* Exercise directions *
Pull out every line of the records that contains the word "armchair" and copy each such line in full. The match is case-sensitive.

* Records provided *
start

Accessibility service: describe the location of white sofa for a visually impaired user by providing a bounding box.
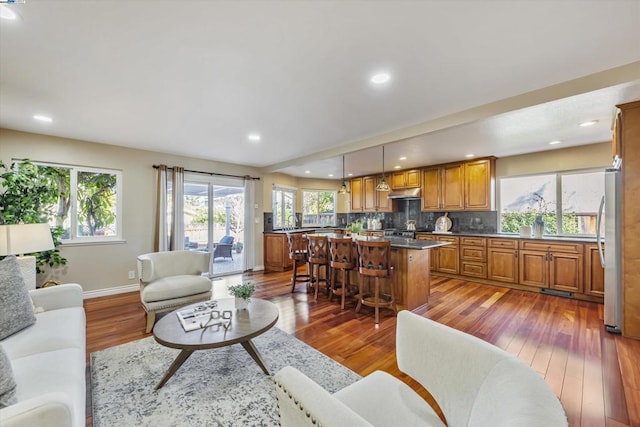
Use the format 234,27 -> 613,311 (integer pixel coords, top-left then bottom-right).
0,284 -> 86,427
275,310 -> 567,427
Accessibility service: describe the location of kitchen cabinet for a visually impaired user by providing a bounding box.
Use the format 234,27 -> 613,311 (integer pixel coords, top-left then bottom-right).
422,158 -> 495,211
389,169 -> 420,190
584,243 -> 604,298
350,176 -> 393,212
464,159 -> 496,211
487,239 -> 519,283
263,233 -> 293,272
518,240 -> 584,293
422,163 -> 464,211
416,234 -> 460,274
614,101 -> 640,339
460,236 -> 487,279
349,177 -> 364,212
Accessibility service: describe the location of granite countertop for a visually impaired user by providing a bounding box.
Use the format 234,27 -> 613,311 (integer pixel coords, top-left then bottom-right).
416,231 -> 596,243
314,233 -> 451,250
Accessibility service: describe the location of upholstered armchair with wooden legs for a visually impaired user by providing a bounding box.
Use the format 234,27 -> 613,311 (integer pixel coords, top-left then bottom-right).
274,310 -> 567,427
138,251 -> 211,332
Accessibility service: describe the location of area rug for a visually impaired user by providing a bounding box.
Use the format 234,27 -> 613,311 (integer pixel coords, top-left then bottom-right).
91,328 -> 360,427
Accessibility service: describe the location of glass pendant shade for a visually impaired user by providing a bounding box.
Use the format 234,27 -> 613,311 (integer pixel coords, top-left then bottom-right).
376,145 -> 391,191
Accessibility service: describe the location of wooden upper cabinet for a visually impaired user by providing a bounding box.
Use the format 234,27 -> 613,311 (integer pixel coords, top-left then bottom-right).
349,178 -> 364,212
389,169 -> 420,190
464,159 -> 495,211
440,163 -> 464,211
362,176 -> 378,212
373,176 -> 393,212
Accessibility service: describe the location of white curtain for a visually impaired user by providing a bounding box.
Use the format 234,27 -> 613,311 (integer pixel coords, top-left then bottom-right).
153,165 -> 169,252
169,166 -> 184,251
242,176 -> 257,271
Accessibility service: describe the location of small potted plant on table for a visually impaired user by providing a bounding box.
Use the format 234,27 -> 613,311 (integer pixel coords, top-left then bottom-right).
229,282 -> 256,310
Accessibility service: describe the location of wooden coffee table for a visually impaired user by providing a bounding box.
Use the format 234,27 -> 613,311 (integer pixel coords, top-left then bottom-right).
153,298 -> 279,390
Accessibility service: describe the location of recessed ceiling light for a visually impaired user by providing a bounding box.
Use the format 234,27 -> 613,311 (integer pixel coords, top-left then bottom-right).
33,114 -> 53,123
371,73 -> 391,85
0,4 -> 18,21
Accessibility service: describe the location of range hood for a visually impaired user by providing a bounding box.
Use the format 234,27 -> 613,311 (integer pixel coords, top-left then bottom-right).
389,188 -> 420,199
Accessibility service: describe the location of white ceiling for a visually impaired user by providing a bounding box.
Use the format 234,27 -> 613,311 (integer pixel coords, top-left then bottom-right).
0,0 -> 640,178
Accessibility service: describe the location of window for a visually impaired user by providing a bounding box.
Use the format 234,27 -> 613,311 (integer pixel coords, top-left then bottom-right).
302,190 -> 336,226
272,187 -> 296,228
499,170 -> 604,235
36,163 -> 122,243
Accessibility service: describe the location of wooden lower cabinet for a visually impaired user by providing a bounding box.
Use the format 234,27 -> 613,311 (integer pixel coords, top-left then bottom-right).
263,233 -> 293,271
416,234 -> 460,274
584,243 -> 604,298
518,240 -> 584,293
487,239 -> 519,283
460,237 -> 487,279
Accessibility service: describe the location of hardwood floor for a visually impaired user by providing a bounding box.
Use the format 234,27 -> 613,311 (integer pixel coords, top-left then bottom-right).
85,272 -> 640,427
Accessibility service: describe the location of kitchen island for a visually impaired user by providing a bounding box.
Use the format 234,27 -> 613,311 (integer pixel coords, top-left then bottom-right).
314,232 -> 450,310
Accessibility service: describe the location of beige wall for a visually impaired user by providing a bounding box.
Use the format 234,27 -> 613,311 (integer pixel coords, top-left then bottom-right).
0,129 -> 262,292
496,142 -> 612,178
0,129 -> 611,292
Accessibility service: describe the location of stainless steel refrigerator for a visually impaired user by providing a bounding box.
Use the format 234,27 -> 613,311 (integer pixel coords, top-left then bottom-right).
596,159 -> 622,334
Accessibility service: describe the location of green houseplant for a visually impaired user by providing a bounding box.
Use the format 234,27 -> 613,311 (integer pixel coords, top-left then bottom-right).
228,282 -> 256,310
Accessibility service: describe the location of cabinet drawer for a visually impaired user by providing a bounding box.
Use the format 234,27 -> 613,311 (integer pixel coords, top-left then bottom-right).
460,237 -> 487,247
460,246 -> 487,262
437,236 -> 458,245
460,261 -> 487,279
489,239 -> 518,249
520,240 -> 583,254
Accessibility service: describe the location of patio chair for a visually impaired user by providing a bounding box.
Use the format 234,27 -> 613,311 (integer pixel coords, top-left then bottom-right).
213,235 -> 234,259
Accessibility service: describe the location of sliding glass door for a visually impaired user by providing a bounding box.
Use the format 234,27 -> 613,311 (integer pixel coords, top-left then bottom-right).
184,174 -> 246,276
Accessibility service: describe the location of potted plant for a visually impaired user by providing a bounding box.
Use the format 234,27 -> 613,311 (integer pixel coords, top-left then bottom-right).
228,282 -> 256,310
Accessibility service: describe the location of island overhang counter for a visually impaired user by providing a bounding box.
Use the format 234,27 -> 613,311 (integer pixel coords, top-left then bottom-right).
313,232 -> 450,310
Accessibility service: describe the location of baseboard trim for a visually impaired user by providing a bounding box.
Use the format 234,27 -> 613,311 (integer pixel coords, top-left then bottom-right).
82,283 -> 140,299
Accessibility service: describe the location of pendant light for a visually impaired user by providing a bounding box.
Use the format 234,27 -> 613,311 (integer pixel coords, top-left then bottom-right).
338,156 -> 349,194
376,145 -> 391,191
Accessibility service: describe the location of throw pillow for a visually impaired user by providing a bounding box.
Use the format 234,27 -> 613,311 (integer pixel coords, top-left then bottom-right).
0,345 -> 17,408
0,255 -> 36,340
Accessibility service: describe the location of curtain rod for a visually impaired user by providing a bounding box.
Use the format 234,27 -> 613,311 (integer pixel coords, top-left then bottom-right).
153,165 -> 260,181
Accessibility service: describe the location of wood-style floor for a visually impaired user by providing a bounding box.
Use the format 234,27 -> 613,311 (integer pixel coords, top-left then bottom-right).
85,272 -> 640,426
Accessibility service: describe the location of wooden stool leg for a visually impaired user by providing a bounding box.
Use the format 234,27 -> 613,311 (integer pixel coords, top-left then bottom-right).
340,268 -> 349,310
373,277 -> 380,325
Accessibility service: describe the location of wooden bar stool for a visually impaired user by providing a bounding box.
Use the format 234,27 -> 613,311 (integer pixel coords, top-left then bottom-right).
356,240 -> 398,323
307,234 -> 331,301
287,233 -> 309,293
329,237 -> 358,310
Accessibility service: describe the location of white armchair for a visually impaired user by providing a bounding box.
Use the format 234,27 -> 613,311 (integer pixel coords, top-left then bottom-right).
275,310 -> 567,427
138,251 -> 211,332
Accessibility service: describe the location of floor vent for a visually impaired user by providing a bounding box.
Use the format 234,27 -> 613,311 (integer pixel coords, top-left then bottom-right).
540,288 -> 573,298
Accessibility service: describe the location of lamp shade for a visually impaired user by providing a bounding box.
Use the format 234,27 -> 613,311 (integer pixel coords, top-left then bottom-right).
0,223 -> 55,255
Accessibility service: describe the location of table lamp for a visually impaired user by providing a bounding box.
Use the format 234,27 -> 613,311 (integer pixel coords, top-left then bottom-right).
0,224 -> 55,289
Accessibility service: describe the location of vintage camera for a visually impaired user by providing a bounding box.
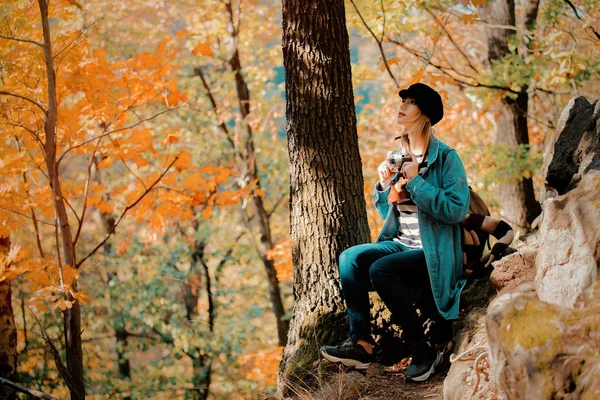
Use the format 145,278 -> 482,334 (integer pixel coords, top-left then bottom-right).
387,150 -> 411,172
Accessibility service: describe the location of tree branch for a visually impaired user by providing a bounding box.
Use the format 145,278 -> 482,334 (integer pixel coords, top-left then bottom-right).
388,38 -> 519,94
0,35 -> 44,48
54,17 -> 104,58
350,0 -> 400,88
423,6 -> 479,73
0,377 -> 58,400
57,102 -> 188,164
563,0 -> 600,40
76,156 -> 179,269
194,67 -> 237,149
73,139 -> 102,247
0,206 -> 55,226
0,90 -> 48,114
29,308 -> 77,393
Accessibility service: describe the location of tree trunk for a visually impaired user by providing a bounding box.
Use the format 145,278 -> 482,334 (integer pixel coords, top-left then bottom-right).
0,237 -> 17,400
229,44 -> 290,346
184,239 -> 215,400
279,0 -> 369,394
38,0 -> 85,400
480,0 -> 541,232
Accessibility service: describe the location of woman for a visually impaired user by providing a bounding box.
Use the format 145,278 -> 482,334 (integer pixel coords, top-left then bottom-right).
321,83 -> 469,381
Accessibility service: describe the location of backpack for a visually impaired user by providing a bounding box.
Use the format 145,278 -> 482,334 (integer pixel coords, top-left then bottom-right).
460,186 -> 492,278
442,148 -> 492,279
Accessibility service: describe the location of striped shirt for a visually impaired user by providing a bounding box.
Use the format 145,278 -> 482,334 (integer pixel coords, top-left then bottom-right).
394,154 -> 427,249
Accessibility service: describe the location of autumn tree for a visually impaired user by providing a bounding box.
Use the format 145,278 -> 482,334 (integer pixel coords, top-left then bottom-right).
0,0 -> 246,398
279,0 -> 369,391
349,0 -> 598,230
479,0 -> 542,229
0,235 -> 17,400
189,1 -> 289,346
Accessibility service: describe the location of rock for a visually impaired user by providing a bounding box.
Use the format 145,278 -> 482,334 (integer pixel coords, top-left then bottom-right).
540,97 -> 600,202
444,308 -> 506,400
486,283 -> 600,399
535,171 -> 600,307
490,232 -> 539,291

end

* Task answer *
Accessibility service: describe the location of upholstered armchair with wooden legs for a visually impaired user by providing a bounding box.
Accessibility service: describe the location of white armchair for a visually impaired user by providing a bounding box.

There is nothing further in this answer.